Data section =
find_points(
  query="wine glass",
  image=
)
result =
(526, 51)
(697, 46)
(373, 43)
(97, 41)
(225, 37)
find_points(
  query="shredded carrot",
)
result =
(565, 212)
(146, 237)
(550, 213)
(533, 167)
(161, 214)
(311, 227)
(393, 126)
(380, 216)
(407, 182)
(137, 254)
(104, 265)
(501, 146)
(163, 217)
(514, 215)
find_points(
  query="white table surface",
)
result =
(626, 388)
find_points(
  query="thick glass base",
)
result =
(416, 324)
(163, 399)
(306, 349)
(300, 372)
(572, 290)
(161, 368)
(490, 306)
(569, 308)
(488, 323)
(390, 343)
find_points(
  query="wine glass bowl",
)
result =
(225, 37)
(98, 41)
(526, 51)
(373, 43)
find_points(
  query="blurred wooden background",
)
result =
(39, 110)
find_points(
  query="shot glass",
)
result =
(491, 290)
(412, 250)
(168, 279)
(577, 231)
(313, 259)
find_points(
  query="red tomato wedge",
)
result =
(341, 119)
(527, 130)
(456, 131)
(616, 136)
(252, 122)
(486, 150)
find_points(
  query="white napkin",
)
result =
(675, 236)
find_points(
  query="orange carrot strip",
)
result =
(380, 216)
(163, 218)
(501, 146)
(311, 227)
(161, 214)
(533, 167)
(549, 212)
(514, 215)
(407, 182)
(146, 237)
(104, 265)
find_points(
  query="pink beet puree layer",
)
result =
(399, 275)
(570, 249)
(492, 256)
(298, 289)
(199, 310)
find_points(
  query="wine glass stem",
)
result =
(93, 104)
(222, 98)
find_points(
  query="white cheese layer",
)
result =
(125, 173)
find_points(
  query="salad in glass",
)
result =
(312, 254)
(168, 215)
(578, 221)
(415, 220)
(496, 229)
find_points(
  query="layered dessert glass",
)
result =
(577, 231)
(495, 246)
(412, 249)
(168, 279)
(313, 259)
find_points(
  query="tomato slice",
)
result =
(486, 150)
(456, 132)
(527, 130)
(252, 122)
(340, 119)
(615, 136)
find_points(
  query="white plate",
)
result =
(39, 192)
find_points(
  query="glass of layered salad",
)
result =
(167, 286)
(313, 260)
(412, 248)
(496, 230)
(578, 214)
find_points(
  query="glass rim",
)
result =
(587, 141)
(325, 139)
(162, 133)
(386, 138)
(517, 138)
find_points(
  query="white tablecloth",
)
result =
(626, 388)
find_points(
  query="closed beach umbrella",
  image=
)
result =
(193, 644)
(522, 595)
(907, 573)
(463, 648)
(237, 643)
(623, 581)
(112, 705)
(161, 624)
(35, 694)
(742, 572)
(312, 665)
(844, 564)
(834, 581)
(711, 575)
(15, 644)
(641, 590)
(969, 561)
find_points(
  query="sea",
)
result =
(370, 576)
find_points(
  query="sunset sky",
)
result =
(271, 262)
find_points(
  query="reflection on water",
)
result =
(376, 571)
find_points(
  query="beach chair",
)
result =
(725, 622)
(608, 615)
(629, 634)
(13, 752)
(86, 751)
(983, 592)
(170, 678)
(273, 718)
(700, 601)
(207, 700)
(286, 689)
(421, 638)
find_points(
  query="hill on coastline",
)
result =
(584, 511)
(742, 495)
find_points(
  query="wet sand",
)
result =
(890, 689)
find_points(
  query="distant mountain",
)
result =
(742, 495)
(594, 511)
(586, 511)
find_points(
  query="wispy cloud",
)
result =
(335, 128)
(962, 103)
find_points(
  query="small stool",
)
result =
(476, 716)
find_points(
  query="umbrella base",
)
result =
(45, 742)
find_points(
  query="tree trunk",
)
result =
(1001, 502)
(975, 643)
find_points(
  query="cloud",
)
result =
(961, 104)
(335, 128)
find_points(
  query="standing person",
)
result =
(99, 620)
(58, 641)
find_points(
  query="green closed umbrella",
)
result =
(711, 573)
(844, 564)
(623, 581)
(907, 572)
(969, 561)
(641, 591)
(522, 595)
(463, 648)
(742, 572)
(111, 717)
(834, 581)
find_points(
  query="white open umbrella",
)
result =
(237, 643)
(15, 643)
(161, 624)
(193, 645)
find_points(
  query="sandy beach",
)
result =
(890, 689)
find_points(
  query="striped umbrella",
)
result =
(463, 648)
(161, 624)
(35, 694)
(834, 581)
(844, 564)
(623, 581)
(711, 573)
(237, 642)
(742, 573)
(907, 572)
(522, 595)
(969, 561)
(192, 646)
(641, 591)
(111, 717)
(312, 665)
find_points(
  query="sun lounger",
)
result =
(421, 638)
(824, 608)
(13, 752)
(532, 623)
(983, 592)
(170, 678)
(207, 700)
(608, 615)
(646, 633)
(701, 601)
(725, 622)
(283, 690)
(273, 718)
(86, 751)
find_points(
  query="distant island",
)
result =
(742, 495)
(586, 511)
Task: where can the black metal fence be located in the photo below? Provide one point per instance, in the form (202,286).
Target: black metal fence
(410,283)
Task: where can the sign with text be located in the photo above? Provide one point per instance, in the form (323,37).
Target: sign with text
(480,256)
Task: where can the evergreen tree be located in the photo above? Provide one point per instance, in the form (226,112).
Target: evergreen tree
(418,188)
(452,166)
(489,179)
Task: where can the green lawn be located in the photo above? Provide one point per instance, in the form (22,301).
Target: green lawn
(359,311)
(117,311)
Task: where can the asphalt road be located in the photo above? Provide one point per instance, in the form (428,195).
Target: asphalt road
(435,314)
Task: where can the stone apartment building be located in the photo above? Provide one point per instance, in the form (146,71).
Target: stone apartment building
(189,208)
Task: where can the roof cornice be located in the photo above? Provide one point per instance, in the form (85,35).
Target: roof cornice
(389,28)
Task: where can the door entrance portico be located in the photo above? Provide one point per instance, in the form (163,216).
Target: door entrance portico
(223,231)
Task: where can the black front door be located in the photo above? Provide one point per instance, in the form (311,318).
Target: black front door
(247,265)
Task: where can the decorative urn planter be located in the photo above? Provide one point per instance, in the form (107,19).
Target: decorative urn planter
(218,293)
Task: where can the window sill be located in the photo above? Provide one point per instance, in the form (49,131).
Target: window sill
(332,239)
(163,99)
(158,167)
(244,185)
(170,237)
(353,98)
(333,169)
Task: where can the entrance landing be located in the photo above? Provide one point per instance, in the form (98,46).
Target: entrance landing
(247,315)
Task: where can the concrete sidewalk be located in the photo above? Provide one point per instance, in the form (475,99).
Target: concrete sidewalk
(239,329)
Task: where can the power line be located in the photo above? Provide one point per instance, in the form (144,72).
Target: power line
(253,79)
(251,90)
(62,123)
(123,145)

What is required =
Transcribe each entry exactly.

Exercise answer =
find_points(
  query="wine glass",
  image=
)
result =
(526, 51)
(697, 46)
(373, 43)
(97, 41)
(225, 37)
find_points(
  query="shredded carrot",
)
result =
(565, 212)
(146, 237)
(550, 213)
(533, 167)
(161, 214)
(311, 227)
(393, 126)
(380, 216)
(407, 182)
(137, 254)
(104, 265)
(501, 146)
(163, 217)
(514, 215)
find_points(
  query="white table surface",
)
result =
(626, 388)
find_points(
  query="thick glass base",
)
result =
(416, 324)
(163, 399)
(306, 349)
(300, 372)
(572, 290)
(161, 368)
(490, 306)
(569, 308)
(488, 323)
(390, 343)
find_points(
  query="wine glass bowl",
)
result =
(225, 37)
(98, 41)
(526, 51)
(373, 43)
find_points(
  query="blurred wooden background",
)
result =
(39, 110)
find_points(
  query="shot glass",
)
result =
(491, 290)
(412, 250)
(168, 279)
(577, 231)
(313, 259)
find_points(
  query="red tomato wedge",
)
result =
(341, 119)
(527, 130)
(456, 131)
(616, 136)
(252, 122)
(486, 150)
find_points(
  query="white napkin",
)
result =
(675, 236)
find_points(
  query="orange carrot strip",
)
result =
(380, 216)
(163, 218)
(501, 146)
(311, 227)
(161, 214)
(533, 167)
(549, 212)
(514, 215)
(407, 182)
(146, 237)
(104, 265)
find_points(
  query="pink beet puree layer",
)
result =
(399, 275)
(570, 249)
(492, 256)
(298, 289)
(199, 310)
find_points(
  query="wine glass stem",
)
result =
(93, 104)
(222, 98)
find_points(
  query="white cheese layer",
)
result =
(125, 173)
find_points(
  query="salad in glass",
)
result =
(312, 254)
(168, 215)
(578, 221)
(415, 220)
(496, 229)
find_points(
  query="layered dessert glass",
)
result =
(577, 231)
(495, 246)
(412, 249)
(168, 279)
(313, 259)
find_points(
  query="tomato slice",
)
result =
(486, 150)
(456, 132)
(527, 130)
(252, 122)
(340, 119)
(615, 136)
find_points(
  query="white plate",
)
result =
(39, 192)
find_points(
  query="glass of layered salad",
)
result =
(167, 286)
(313, 260)
(412, 248)
(496, 230)
(578, 214)
find_points(
  query="glass rim",
)
result =
(587, 141)
(325, 139)
(162, 133)
(386, 138)
(517, 138)
find_points(
  query="white tablecloth",
)
result =
(626, 388)
find_points(
  query="closed beach umbrella",
  image=
)
result =
(193, 644)
(522, 595)
(907, 573)
(463, 648)
(237, 643)
(623, 581)
(112, 705)
(161, 624)
(35, 694)
(742, 572)
(312, 665)
(844, 564)
(834, 581)
(711, 575)
(15, 644)
(641, 590)
(969, 561)
find_points(
  query="sea",
)
result =
(370, 576)
find_points(
  query="sunset sky",
)
result =
(271, 262)
find_points(
  query="reflection on water",
)
result =
(376, 571)
find_points(
  query="beach chair",
)
result =
(725, 622)
(608, 615)
(629, 634)
(13, 752)
(86, 751)
(983, 592)
(170, 678)
(273, 718)
(700, 601)
(207, 700)
(286, 689)
(421, 638)
find_points(
  query="hill on coastline",
)
result =
(584, 511)
(742, 495)
find_points(
  query="wet sand",
)
result =
(890, 689)
find_points(
  query="distant mountain",
)
result =
(742, 495)
(594, 511)
(586, 511)
find_points(
  query="wispy cloud",
)
result =
(335, 128)
(962, 103)
find_points(
  query="small stool",
)
result =
(476, 716)
find_points(
  query="umbrella base",
)
result =
(45, 742)
find_points(
  query="tree trunk",
)
result =
(1001, 502)
(975, 643)
find_points(
  query="cloud",
)
result =
(961, 104)
(335, 128)
find_points(
  query="standing person",
)
result =
(99, 620)
(58, 641)
find_points(
  query="green closed umbrella",
)
result =
(711, 573)
(844, 564)
(623, 581)
(907, 572)
(969, 561)
(641, 591)
(522, 595)
(463, 648)
(742, 572)
(111, 717)
(834, 581)
find_points(
  query="white open umbrella",
)
result =
(237, 643)
(15, 643)
(161, 624)
(193, 645)
find_points(
  query="sandy beach",
)
result =
(890, 689)
find_points(
  query="striped umbrella",
)
result =
(463, 648)
(161, 624)
(35, 694)
(834, 581)
(844, 564)
(623, 581)
(711, 573)
(237, 642)
(742, 573)
(907, 572)
(522, 595)
(969, 561)
(192, 646)
(641, 591)
(111, 717)
(312, 665)
find_points(
  query="sun lounger",
)
result =
(421, 638)
(824, 608)
(13, 752)
(532, 623)
(983, 592)
(170, 678)
(207, 700)
(608, 615)
(646, 633)
(701, 601)
(725, 622)
(283, 690)
(273, 718)
(86, 751)
find_points(
  query="distant island",
)
result =
(742, 495)
(586, 511)
Task: where can the black metal fence be located in the photo below? Provide one point per instance, in the form (202,286).
Target: black metal fence
(410,283)
Task: where can the sign with text be located in the photo above? Provide one point per instance, in the form (323,37).
Target: sign with text
(480,256)
Task: where can the evergreen tree be located in the photo above? Provide one point per instance, in the form (226,112).
Target: evergreen tree
(418,188)
(452,166)
(489,179)
Task: where can the green lawn be located in the photo above? Provide one point per instance, in the form (22,301).
Target: green lawn
(359,311)
(117,311)
Task: where can the asphalt road be located in the photo above? Provide one point per instance, in the form (428,195).
Target: asphalt road
(435,314)
Task: where can the stone apartment building be located in the photo above? Provide one point per instance, in the form (146,71).
Target: stone apartment building
(189,208)
Task: where can the roof cornice be located in the photo above? Provide one point per instance, in the form (85,35).
Target: roof cornice
(389,28)
Task: where can the door entrance portico be located in the photo above? Provide one point per instance, in the form (163,216).
Target: door entrance portico
(223,231)
Task: where can the black front door be located in the photo above? Provide one point per instance, in the form (311,318).
Target: black front door
(247,265)
Task: where can the decorative urn planter be located in the photo above? Provide one point per instance, in the form (107,19).
Target: decorative urn planter
(218,293)
Task: where can the window sill be located in the photo above? Provide one point per instance, in the form (49,131).
Target: window sill
(332,239)
(163,99)
(158,167)
(244,185)
(170,237)
(353,98)
(333,169)
Task: where can the entrance landing be located in the photo above? Provide one point per instance, in the form (98,46).
Target: entrance landing
(247,315)
Task: where can the concrete sidewalk be located in the photo above? Provide one point per instance, in the form (475,99).
Target: concrete sidewalk
(239,329)
Task: where can the power line be located in the photo above? Provide one point per instance, in the form (144,72).
Target: power line
(253,79)
(251,90)
(62,123)
(123,145)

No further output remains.